■ WHAT THIS TASK INVOLVES:
Only lines containing "cabbage" belong in the answer, each copied from the entries below.

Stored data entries
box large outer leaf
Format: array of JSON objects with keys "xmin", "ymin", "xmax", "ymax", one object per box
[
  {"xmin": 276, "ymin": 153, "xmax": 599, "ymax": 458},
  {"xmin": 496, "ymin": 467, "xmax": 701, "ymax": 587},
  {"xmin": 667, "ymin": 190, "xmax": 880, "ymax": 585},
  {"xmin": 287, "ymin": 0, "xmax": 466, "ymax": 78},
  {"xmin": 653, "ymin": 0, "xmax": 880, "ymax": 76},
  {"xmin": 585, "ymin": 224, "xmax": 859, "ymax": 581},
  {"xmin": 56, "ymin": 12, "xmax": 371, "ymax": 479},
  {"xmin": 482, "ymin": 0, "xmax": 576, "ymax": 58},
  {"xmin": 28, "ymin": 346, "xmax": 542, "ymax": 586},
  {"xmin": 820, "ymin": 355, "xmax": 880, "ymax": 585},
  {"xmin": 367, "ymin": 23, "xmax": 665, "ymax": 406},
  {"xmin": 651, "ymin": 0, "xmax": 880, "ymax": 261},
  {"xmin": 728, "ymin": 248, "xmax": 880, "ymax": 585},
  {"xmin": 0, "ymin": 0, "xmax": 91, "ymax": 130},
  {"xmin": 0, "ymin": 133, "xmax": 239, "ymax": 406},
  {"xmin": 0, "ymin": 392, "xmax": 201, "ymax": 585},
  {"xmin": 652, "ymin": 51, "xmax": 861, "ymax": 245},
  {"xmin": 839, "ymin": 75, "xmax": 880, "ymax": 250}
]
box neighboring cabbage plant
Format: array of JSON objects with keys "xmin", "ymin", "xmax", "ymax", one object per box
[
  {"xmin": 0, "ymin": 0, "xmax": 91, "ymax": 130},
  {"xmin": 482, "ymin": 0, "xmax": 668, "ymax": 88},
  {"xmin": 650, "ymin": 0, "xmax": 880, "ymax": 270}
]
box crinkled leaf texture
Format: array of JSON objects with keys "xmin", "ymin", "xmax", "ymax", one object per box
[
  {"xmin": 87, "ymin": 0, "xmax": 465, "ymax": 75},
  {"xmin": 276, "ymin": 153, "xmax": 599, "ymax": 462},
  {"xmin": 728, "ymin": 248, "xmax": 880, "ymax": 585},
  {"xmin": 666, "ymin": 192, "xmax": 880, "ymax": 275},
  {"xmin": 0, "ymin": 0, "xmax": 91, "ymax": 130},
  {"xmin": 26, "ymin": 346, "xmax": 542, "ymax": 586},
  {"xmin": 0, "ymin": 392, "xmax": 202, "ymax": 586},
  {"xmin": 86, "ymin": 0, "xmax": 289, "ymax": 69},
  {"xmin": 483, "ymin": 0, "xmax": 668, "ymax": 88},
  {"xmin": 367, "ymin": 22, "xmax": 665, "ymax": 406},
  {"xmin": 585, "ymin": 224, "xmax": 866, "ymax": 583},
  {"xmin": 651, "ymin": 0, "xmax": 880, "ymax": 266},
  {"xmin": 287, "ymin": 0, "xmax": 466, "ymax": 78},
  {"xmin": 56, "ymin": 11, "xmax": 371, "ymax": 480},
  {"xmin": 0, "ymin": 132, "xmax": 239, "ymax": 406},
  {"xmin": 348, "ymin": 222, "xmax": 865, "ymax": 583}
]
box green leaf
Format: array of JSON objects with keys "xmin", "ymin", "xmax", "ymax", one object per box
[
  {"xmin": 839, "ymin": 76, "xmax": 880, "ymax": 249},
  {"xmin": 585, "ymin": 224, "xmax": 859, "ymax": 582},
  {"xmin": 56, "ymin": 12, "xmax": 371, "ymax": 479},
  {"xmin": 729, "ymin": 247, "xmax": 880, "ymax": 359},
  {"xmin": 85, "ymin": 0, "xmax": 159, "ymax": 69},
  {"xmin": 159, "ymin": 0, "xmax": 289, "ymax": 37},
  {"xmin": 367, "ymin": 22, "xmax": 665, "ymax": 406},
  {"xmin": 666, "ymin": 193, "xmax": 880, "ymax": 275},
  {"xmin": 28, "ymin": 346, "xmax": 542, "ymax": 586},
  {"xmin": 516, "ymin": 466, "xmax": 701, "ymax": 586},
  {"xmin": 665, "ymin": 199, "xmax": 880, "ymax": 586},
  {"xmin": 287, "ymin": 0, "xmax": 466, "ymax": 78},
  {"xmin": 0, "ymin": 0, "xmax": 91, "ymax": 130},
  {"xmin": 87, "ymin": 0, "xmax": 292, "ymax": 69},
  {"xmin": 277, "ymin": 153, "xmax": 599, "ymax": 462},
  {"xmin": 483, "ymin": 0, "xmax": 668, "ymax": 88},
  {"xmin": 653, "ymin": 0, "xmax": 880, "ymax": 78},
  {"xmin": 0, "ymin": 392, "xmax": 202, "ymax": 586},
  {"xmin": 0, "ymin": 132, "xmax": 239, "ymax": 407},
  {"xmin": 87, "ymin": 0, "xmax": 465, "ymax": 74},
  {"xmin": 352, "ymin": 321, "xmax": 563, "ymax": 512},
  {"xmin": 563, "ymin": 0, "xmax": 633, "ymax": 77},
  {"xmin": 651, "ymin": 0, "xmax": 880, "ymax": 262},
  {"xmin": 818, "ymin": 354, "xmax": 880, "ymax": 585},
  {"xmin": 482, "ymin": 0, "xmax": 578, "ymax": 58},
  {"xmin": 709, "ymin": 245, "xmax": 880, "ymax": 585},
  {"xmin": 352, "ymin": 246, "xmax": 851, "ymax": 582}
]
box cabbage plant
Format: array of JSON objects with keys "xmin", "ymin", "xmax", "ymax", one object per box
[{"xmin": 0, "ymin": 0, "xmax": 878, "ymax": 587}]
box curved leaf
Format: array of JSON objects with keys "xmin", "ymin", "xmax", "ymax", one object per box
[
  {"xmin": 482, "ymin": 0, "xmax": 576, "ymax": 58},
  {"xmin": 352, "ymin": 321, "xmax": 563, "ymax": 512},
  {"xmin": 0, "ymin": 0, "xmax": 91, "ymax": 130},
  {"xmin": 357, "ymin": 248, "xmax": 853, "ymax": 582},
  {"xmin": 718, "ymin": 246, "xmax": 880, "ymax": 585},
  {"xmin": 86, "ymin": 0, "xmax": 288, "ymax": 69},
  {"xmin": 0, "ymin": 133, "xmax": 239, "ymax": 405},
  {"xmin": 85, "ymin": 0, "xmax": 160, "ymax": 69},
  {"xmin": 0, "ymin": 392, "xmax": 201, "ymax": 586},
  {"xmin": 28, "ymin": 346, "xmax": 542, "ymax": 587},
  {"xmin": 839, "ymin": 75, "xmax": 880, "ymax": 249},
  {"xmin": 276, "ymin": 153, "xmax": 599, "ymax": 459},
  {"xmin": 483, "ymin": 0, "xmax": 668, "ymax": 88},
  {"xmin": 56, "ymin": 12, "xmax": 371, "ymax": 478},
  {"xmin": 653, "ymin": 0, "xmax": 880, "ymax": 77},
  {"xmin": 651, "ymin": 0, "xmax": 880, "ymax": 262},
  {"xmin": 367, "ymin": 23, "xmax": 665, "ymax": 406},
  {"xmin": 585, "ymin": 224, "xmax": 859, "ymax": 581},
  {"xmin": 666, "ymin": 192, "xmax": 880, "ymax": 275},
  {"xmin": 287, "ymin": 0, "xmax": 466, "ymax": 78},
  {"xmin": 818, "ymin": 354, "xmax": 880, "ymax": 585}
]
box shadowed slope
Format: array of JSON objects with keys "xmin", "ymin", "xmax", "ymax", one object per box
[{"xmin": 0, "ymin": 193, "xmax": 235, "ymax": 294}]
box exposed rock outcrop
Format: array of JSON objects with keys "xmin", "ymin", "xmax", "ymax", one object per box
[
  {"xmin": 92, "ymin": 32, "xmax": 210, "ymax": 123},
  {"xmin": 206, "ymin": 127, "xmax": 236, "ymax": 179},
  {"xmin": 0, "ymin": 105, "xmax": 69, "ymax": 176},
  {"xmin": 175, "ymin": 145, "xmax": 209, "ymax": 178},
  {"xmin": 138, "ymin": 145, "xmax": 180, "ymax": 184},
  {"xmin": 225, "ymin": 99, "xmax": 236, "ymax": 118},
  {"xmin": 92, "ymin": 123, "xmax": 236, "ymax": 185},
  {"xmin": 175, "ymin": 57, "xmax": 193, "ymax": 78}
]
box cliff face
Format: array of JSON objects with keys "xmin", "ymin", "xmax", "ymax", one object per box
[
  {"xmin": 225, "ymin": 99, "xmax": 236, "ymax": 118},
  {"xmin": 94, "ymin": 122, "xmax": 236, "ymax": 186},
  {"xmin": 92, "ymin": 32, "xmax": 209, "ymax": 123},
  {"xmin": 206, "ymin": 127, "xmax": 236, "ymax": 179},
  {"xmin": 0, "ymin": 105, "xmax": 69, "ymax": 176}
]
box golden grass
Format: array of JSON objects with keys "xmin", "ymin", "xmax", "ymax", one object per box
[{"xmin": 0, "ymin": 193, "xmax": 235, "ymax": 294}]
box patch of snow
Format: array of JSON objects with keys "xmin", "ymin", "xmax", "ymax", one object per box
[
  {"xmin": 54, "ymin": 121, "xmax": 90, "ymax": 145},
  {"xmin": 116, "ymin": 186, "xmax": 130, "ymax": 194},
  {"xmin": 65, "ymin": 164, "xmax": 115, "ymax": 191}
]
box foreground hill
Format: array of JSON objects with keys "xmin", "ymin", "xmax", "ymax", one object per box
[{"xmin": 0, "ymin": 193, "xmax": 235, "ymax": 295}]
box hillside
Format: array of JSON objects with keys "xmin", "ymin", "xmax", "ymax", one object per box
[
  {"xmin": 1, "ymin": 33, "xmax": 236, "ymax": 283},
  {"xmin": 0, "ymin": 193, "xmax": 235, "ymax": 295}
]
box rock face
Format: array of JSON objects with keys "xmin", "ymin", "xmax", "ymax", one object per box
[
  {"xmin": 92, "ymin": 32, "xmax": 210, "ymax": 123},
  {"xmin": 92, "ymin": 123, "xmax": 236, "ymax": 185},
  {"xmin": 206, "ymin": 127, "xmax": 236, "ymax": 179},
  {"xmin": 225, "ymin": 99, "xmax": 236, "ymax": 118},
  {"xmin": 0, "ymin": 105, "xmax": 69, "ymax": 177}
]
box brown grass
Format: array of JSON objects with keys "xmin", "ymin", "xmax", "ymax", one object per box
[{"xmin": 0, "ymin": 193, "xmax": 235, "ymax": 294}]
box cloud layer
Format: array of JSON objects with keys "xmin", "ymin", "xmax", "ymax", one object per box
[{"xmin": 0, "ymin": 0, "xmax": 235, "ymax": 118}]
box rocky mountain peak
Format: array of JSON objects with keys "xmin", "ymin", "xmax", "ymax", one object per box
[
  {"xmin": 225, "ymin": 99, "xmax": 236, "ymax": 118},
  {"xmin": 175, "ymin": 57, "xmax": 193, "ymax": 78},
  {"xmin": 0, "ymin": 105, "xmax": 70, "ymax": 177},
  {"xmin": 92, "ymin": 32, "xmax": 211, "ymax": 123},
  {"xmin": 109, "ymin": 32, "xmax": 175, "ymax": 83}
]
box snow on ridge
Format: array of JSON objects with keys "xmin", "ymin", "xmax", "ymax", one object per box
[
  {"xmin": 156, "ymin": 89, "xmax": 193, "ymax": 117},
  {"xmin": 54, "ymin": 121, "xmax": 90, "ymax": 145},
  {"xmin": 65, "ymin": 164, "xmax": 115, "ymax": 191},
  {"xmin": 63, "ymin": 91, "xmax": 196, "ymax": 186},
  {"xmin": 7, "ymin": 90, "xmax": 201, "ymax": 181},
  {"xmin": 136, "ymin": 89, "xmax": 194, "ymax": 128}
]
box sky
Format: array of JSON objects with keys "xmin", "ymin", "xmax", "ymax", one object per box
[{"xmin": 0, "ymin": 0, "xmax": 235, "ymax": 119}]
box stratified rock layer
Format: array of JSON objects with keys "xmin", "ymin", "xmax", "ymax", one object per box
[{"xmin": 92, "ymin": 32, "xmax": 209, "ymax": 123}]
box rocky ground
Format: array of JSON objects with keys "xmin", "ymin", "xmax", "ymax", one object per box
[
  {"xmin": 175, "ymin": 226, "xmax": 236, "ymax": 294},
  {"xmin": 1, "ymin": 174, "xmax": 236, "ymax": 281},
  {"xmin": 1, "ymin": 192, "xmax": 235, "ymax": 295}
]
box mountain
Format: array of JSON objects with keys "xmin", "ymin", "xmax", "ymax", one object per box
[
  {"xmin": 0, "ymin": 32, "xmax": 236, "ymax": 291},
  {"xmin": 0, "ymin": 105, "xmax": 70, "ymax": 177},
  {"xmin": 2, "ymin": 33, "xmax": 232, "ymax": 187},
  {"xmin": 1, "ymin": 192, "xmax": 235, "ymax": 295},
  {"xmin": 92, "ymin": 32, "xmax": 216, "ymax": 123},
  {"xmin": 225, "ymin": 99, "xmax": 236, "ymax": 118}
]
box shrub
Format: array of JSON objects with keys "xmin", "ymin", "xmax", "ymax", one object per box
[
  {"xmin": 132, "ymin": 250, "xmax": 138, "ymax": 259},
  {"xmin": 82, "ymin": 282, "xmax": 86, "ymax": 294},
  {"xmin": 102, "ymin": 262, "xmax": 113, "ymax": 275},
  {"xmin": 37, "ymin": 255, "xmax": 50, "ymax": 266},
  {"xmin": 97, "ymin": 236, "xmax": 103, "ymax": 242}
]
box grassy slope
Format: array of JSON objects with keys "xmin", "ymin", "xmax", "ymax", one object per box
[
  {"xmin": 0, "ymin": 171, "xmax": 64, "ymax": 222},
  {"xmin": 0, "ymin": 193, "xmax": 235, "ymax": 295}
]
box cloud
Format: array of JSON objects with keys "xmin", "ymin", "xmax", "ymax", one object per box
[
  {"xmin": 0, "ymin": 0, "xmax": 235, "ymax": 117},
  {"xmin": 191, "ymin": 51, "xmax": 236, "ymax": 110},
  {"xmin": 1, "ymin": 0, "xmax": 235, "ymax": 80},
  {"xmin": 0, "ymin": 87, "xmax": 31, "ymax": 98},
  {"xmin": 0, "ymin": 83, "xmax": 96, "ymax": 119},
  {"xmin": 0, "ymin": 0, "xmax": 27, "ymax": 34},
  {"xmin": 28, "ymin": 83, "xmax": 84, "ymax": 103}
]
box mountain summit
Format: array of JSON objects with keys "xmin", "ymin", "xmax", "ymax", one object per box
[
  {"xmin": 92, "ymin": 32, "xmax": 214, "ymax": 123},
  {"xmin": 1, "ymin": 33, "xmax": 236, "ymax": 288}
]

■ RESPONSE TO THE TASK:
box neighboring cabbage plant
box cabbage plant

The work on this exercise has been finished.